WORK INSTRUCTIONS —
[A] In the passage on science fiction, where was Octavia E. Butler born and raised?
[B] Please resume the passage on science fiction, picking up right after its final sentence.
##### TEXT SECTION
One of the biases against SF is that because of its speculative nature it lacks restriction, "anything can happen." The truth is however that plot devices are plot devices, and if a story has no internal logic it won't work, speculative or not. On the other hand, the abstractions of this type of fiction allows the examination of subjects too close to our lives, without the distractions of the concrete. For example, the New Caprica episodes of (the new) Battlestar Galactica were a study of the blurring lines between heroism and terrorism, the shifting lines of morality. Should it be a surprise that BSG crew discussed human rights at the United Nations?


There are a few preconceptions surrounding SF, one of them would associate the entire genre with its pulp roots. Another, closely related, is the assumption that it appeals mostly to teenage boys, and that women are not interest in SF. In reality SF literature as a whole is not only made up of an incredibly wide variety of subgenres, but some of the more inventive and thoughtful works have been written by women. Maureen F. McHugh's China Mountain Zhang follows several characters in fictional future, one of whom is gay. The novel centers around character development, relationships, society, all on a very human level. Octavia E. Butler - born and raised in Pasadena - was an African-American SF writer whose works explore aspects of race and gender. Ursula K. Le Guin's works are concerned with matters of sociology, anthropology, sexual identity - set in fictional worlds.
##########
##### SUPPLIED MATERIAL
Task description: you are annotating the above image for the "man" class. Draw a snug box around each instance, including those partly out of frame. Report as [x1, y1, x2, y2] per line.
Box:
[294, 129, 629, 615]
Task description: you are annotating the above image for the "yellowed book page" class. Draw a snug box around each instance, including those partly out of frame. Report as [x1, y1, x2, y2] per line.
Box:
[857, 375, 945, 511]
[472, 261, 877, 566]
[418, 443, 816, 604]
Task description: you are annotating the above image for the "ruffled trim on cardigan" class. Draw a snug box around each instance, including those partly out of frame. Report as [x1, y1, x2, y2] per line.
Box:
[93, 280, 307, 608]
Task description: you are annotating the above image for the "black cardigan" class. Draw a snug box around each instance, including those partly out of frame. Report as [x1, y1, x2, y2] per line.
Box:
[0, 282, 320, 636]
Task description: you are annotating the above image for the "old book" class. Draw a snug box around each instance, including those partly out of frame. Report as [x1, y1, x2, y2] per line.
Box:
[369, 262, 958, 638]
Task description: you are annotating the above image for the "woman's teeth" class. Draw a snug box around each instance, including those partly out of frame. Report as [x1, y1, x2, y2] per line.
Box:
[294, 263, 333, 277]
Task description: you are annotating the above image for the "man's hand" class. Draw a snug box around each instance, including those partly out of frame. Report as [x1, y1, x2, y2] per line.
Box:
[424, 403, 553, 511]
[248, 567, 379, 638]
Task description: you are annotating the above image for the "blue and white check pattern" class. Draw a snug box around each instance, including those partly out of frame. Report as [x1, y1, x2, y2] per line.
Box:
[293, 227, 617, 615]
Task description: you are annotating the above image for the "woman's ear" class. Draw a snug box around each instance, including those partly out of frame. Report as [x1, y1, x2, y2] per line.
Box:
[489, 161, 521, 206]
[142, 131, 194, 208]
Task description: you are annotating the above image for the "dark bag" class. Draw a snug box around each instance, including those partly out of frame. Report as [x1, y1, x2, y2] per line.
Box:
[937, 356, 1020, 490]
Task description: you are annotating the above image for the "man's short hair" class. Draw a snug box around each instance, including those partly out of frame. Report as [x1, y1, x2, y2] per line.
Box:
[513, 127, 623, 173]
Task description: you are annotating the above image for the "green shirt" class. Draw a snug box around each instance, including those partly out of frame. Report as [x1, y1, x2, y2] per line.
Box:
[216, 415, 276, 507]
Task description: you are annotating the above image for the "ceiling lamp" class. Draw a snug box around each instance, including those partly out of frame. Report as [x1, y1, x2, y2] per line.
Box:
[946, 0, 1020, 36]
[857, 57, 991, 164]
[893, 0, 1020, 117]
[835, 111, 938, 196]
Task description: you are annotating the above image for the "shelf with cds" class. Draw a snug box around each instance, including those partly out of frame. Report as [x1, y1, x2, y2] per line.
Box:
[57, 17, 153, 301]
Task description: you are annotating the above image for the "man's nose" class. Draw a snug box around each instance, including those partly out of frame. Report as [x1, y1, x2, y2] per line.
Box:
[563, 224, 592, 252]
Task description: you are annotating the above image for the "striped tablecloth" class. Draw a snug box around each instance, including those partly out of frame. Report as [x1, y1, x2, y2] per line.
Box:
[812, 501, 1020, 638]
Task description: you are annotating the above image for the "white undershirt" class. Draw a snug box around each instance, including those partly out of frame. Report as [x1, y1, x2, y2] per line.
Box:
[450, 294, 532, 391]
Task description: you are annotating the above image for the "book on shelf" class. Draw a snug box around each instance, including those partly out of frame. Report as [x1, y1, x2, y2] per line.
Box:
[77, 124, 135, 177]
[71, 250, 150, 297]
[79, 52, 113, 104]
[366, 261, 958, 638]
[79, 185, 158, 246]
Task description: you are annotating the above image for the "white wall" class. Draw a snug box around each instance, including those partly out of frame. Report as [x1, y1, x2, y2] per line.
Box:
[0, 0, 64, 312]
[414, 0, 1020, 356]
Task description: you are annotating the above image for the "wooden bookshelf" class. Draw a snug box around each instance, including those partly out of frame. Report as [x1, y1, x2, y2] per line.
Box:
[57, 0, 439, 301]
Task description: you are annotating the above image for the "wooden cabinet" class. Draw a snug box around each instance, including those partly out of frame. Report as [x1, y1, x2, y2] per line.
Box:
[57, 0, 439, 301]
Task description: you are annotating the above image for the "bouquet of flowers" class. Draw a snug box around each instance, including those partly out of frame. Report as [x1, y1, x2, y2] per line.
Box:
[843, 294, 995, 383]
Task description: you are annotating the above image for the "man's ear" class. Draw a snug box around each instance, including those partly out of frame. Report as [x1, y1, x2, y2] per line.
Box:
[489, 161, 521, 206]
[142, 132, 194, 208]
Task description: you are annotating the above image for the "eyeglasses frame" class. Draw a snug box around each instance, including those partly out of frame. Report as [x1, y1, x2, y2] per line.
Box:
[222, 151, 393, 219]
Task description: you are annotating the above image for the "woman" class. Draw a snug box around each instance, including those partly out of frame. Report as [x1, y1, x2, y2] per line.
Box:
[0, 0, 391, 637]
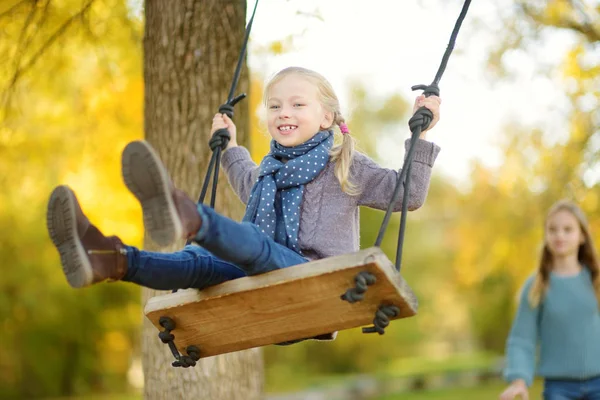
##########
TASK-BY-TASK ANSWERS —
[A] Pasadena.

[B]
While literary works of SF have been on the forefront pushing issues of gender and sexuality, not much of it has filtered into television. In general, GLBT themes are thin on US television, outside of premium cable. While it's becoming somewhat "hip" to include gay and lesbian characters in tv shows, their portrayal has a lot to be desired. For most part they are still played for laughs, caricaturish, shown overly feminine (Sex in the City, Entourage, Will and Grace). Alternately, they are treated with so much political correctness that they end up totally bland and washed out. What is missing is the fully developed character with the same strength and faults as others who just happens to be gay/lesbian, and might even get a few satisfying romantic scenes. One notable exception being the ABC series Brothers & Sisters.


The Brits, on the other hand, have a head start on this field, and have managed to sex-up the field of science fiction too. Torchwood is a much more libidinous spin-off of the iconic Doctor Who series. The central character, Captain Jack Harkness is played by the irrepressible and openly gay John Barrowman. The basic premise of the show is that a time rift runs through Cardiff, Wales, being monitored by a small team of experts, led by the mysterious Cpt. Jack. The show has much of the same qualities as the one it originated from; a mix of action, humor, junk science, a bit of cheekiness - overall good entertainment, but not incredibly deep. What makes is different is its liberal attitude towards sexuality. There is a constant undercurrent of sexual innuendo, as if Jack's 51st century pheromones have permeate the set. It also ventures to portray same-sex pairings with the same matter-of-fact and earnest approach you'd expect if they were heterosexual ones. A time traveling episode from season 2 delivers romantic and sensuous with the best of them:



Jack is said to be "omnisexual" and in his Doctor Who appearances have flirted with male, female, alien. On Torchwood he has an ongoing relationship with another male character, Ianto Jones. The show enjoys quite a popularity, some viewers favor because they see it more adult than Doctor Who. Understandably it has a pull with the gay/lesbian audience. However an intriguing aspect of the show is that it has a sizeable heterosexual female following, who especially taken to the Jack/Ianto affair. This is not a new phenomenon either; Doctor Who and Torchwood creator Russel T. Davis' previous endeavor Queer as Folk, about a group of gay man, had the same viewer demographic oddity.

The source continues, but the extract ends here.